## EXTRACTED RECORDS
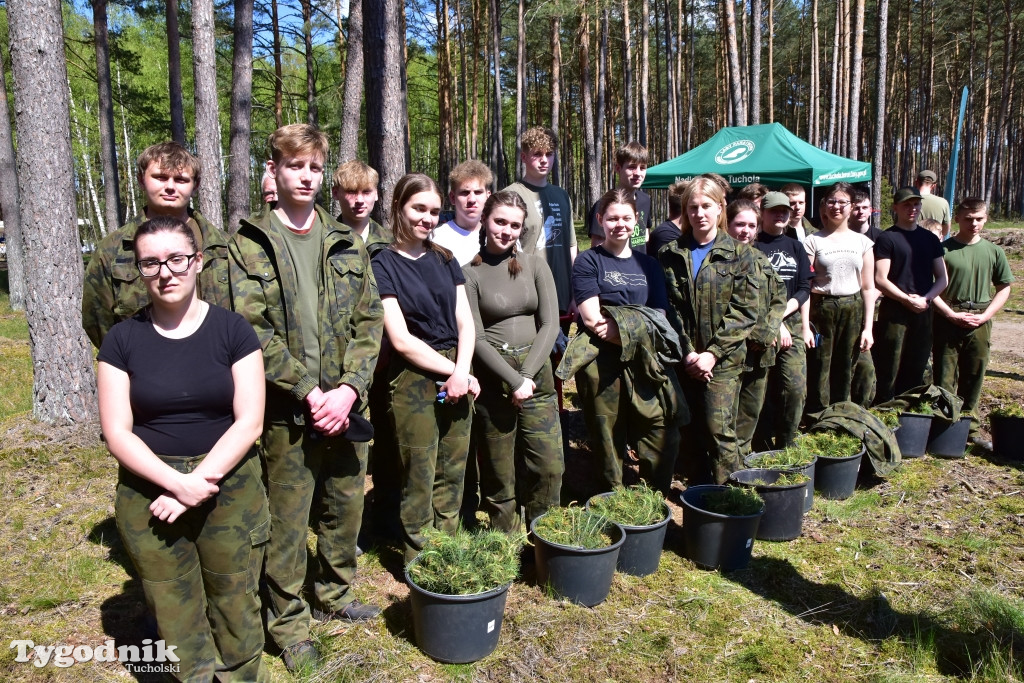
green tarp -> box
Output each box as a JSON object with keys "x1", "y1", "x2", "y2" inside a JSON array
[{"x1": 643, "y1": 123, "x2": 871, "y2": 189}]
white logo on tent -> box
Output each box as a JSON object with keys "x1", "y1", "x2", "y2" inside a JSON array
[{"x1": 715, "y1": 140, "x2": 754, "y2": 164}]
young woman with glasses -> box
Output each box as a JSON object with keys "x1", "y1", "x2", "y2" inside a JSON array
[
  {"x1": 804, "y1": 182, "x2": 876, "y2": 413},
  {"x1": 98, "y1": 216, "x2": 270, "y2": 681}
]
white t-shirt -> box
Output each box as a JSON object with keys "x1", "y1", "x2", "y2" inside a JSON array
[
  {"x1": 804, "y1": 230, "x2": 872, "y2": 296},
  {"x1": 430, "y1": 220, "x2": 483, "y2": 266}
]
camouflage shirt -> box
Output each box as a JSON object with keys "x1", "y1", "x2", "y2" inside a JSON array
[
  {"x1": 82, "y1": 209, "x2": 231, "y2": 348},
  {"x1": 659, "y1": 230, "x2": 766, "y2": 370},
  {"x1": 229, "y1": 206, "x2": 384, "y2": 402}
]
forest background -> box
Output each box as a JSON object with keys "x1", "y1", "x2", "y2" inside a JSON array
[
  {"x1": 0, "y1": 0, "x2": 1024, "y2": 422},
  {"x1": 0, "y1": 0, "x2": 1024, "y2": 242}
]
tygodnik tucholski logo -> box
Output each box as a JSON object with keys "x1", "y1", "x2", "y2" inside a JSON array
[
  {"x1": 715, "y1": 140, "x2": 754, "y2": 164},
  {"x1": 10, "y1": 638, "x2": 181, "y2": 674}
]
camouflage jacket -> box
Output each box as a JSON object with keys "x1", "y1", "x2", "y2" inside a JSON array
[
  {"x1": 335, "y1": 214, "x2": 393, "y2": 258},
  {"x1": 659, "y1": 230, "x2": 766, "y2": 371},
  {"x1": 229, "y1": 206, "x2": 384, "y2": 402},
  {"x1": 746, "y1": 249, "x2": 786, "y2": 368},
  {"x1": 82, "y1": 209, "x2": 231, "y2": 348}
]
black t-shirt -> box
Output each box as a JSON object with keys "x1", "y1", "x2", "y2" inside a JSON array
[
  {"x1": 647, "y1": 220, "x2": 683, "y2": 256},
  {"x1": 587, "y1": 189, "x2": 657, "y2": 254},
  {"x1": 754, "y1": 232, "x2": 811, "y2": 304},
  {"x1": 371, "y1": 249, "x2": 466, "y2": 351},
  {"x1": 874, "y1": 225, "x2": 942, "y2": 295},
  {"x1": 98, "y1": 305, "x2": 260, "y2": 458},
  {"x1": 572, "y1": 247, "x2": 669, "y2": 310}
]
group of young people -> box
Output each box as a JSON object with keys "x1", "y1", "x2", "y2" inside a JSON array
[{"x1": 82, "y1": 124, "x2": 1009, "y2": 680}]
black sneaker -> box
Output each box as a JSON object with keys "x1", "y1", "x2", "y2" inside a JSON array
[
  {"x1": 313, "y1": 600, "x2": 381, "y2": 622},
  {"x1": 281, "y1": 640, "x2": 319, "y2": 674}
]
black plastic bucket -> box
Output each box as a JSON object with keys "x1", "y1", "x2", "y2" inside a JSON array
[
  {"x1": 743, "y1": 451, "x2": 818, "y2": 512},
  {"x1": 587, "y1": 493, "x2": 672, "y2": 577},
  {"x1": 682, "y1": 485, "x2": 764, "y2": 571},
  {"x1": 729, "y1": 469, "x2": 810, "y2": 541},
  {"x1": 988, "y1": 415, "x2": 1024, "y2": 462},
  {"x1": 928, "y1": 418, "x2": 971, "y2": 458},
  {"x1": 814, "y1": 449, "x2": 865, "y2": 501},
  {"x1": 529, "y1": 515, "x2": 626, "y2": 607},
  {"x1": 406, "y1": 560, "x2": 511, "y2": 664},
  {"x1": 896, "y1": 413, "x2": 932, "y2": 458}
]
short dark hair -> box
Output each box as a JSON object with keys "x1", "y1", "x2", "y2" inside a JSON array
[
  {"x1": 615, "y1": 142, "x2": 650, "y2": 166},
  {"x1": 131, "y1": 216, "x2": 196, "y2": 258}
]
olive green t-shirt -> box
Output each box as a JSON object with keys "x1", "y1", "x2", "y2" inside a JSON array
[
  {"x1": 942, "y1": 238, "x2": 1014, "y2": 305},
  {"x1": 270, "y1": 211, "x2": 324, "y2": 381}
]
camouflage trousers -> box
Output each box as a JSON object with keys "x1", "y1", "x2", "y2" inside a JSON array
[
  {"x1": 115, "y1": 452, "x2": 270, "y2": 681},
  {"x1": 871, "y1": 299, "x2": 932, "y2": 403},
  {"x1": 932, "y1": 312, "x2": 992, "y2": 433},
  {"x1": 807, "y1": 292, "x2": 864, "y2": 413},
  {"x1": 850, "y1": 351, "x2": 876, "y2": 408},
  {"x1": 368, "y1": 362, "x2": 401, "y2": 539},
  {"x1": 677, "y1": 366, "x2": 743, "y2": 486},
  {"x1": 473, "y1": 346, "x2": 565, "y2": 531},
  {"x1": 261, "y1": 399, "x2": 368, "y2": 649},
  {"x1": 577, "y1": 342, "x2": 679, "y2": 494},
  {"x1": 390, "y1": 348, "x2": 473, "y2": 561},
  {"x1": 754, "y1": 314, "x2": 807, "y2": 451},
  {"x1": 736, "y1": 360, "x2": 771, "y2": 456}
]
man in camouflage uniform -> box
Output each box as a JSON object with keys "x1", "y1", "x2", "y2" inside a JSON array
[
  {"x1": 230, "y1": 124, "x2": 383, "y2": 670},
  {"x1": 659, "y1": 178, "x2": 762, "y2": 484},
  {"x1": 331, "y1": 160, "x2": 401, "y2": 539},
  {"x1": 82, "y1": 142, "x2": 231, "y2": 348}
]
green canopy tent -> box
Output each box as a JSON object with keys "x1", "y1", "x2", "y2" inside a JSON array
[{"x1": 643, "y1": 123, "x2": 871, "y2": 192}]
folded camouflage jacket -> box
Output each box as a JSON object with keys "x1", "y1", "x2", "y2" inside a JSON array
[{"x1": 555, "y1": 305, "x2": 690, "y2": 425}]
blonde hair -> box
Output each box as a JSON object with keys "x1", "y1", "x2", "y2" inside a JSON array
[
  {"x1": 334, "y1": 159, "x2": 380, "y2": 191},
  {"x1": 682, "y1": 176, "x2": 726, "y2": 232},
  {"x1": 266, "y1": 123, "x2": 330, "y2": 164}
]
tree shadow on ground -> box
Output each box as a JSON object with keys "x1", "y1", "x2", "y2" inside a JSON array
[
  {"x1": 88, "y1": 517, "x2": 165, "y2": 683},
  {"x1": 727, "y1": 557, "x2": 1024, "y2": 678}
]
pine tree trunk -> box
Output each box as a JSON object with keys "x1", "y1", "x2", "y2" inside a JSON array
[
  {"x1": 270, "y1": 0, "x2": 285, "y2": 128},
  {"x1": 516, "y1": 0, "x2": 526, "y2": 181},
  {"x1": 548, "y1": 15, "x2": 562, "y2": 185},
  {"x1": 362, "y1": 0, "x2": 408, "y2": 225},
  {"x1": 622, "y1": 0, "x2": 637, "y2": 140},
  {"x1": 227, "y1": 0, "x2": 253, "y2": 232},
  {"x1": 722, "y1": 0, "x2": 746, "y2": 126},
  {"x1": 871, "y1": 0, "x2": 889, "y2": 227},
  {"x1": 490, "y1": 0, "x2": 509, "y2": 187},
  {"x1": 637, "y1": 0, "x2": 647, "y2": 146},
  {"x1": 92, "y1": 0, "x2": 124, "y2": 229},
  {"x1": 434, "y1": 0, "x2": 453, "y2": 187},
  {"x1": 768, "y1": 0, "x2": 774, "y2": 123},
  {"x1": 68, "y1": 90, "x2": 104, "y2": 237},
  {"x1": 338, "y1": 0, "x2": 362, "y2": 164},
  {"x1": 846, "y1": 0, "x2": 864, "y2": 159},
  {"x1": 118, "y1": 67, "x2": 138, "y2": 216},
  {"x1": 299, "y1": 0, "x2": 319, "y2": 126},
  {"x1": 166, "y1": 0, "x2": 185, "y2": 146},
  {"x1": 193, "y1": 0, "x2": 223, "y2": 227},
  {"x1": 746, "y1": 0, "x2": 762, "y2": 126},
  {"x1": 578, "y1": 11, "x2": 601, "y2": 209},
  {"x1": 0, "y1": 54, "x2": 25, "y2": 310},
  {"x1": 7, "y1": 0, "x2": 96, "y2": 424},
  {"x1": 587, "y1": 6, "x2": 602, "y2": 184}
]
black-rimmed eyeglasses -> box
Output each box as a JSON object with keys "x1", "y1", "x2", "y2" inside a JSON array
[{"x1": 135, "y1": 252, "x2": 199, "y2": 278}]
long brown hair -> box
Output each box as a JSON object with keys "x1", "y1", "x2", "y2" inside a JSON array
[
  {"x1": 470, "y1": 189, "x2": 529, "y2": 279},
  {"x1": 391, "y1": 173, "x2": 452, "y2": 262}
]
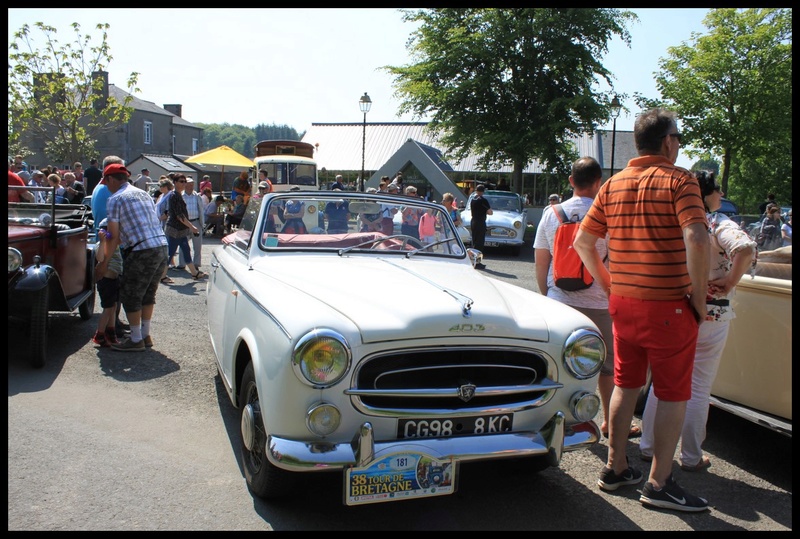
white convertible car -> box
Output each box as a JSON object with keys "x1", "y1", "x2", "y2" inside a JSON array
[{"x1": 207, "y1": 191, "x2": 605, "y2": 505}]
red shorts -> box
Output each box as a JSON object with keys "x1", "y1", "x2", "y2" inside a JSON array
[{"x1": 608, "y1": 294, "x2": 698, "y2": 402}]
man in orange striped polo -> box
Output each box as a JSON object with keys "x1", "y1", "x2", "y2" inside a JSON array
[{"x1": 574, "y1": 108, "x2": 709, "y2": 512}]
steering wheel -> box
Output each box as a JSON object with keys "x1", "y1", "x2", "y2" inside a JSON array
[{"x1": 400, "y1": 234, "x2": 424, "y2": 251}]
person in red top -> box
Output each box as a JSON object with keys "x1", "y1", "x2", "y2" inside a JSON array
[
  {"x1": 258, "y1": 169, "x2": 272, "y2": 196},
  {"x1": 7, "y1": 169, "x2": 33, "y2": 202},
  {"x1": 199, "y1": 174, "x2": 214, "y2": 193},
  {"x1": 573, "y1": 108, "x2": 710, "y2": 512}
]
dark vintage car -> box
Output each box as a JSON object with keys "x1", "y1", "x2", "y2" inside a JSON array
[{"x1": 8, "y1": 186, "x2": 95, "y2": 368}]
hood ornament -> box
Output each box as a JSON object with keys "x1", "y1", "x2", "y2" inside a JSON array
[{"x1": 458, "y1": 384, "x2": 477, "y2": 402}]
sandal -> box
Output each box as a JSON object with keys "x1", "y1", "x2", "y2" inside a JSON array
[
  {"x1": 600, "y1": 425, "x2": 642, "y2": 439},
  {"x1": 681, "y1": 455, "x2": 711, "y2": 472}
]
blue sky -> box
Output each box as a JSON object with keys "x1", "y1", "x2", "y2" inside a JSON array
[{"x1": 8, "y1": 8, "x2": 708, "y2": 166}]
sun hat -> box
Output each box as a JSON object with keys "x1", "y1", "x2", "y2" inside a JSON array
[{"x1": 103, "y1": 163, "x2": 131, "y2": 176}]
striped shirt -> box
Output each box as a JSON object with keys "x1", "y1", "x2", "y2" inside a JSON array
[
  {"x1": 581, "y1": 155, "x2": 707, "y2": 300},
  {"x1": 106, "y1": 183, "x2": 167, "y2": 251}
]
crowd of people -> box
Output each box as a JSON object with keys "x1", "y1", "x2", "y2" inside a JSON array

## TASK INSTRUCTIONS
Copy only the stretch running from the line containing "blue sky -> box" to the final line of the entries, both ends included, exactly as it stands.

## CORRECT ANSWER
blue sky -> box
Output each box as a JSON object with keys "x1", "y1", "x2", "y2" inside a JSON array
[{"x1": 8, "y1": 8, "x2": 708, "y2": 166}]
sun hat -> box
Output each box as a JSON object with keys "x1", "y1", "x2", "y2" inside a JSON array
[{"x1": 103, "y1": 163, "x2": 131, "y2": 176}]
striped shirt -> box
Output each box as a JSON object with keys "x1", "y1", "x2", "y2" inside a JSON array
[
  {"x1": 581, "y1": 155, "x2": 707, "y2": 300},
  {"x1": 106, "y1": 183, "x2": 167, "y2": 251}
]
crowd of people -> box
Output each box as a JSON object with keys "x1", "y1", "x2", "y2" inside a JSON array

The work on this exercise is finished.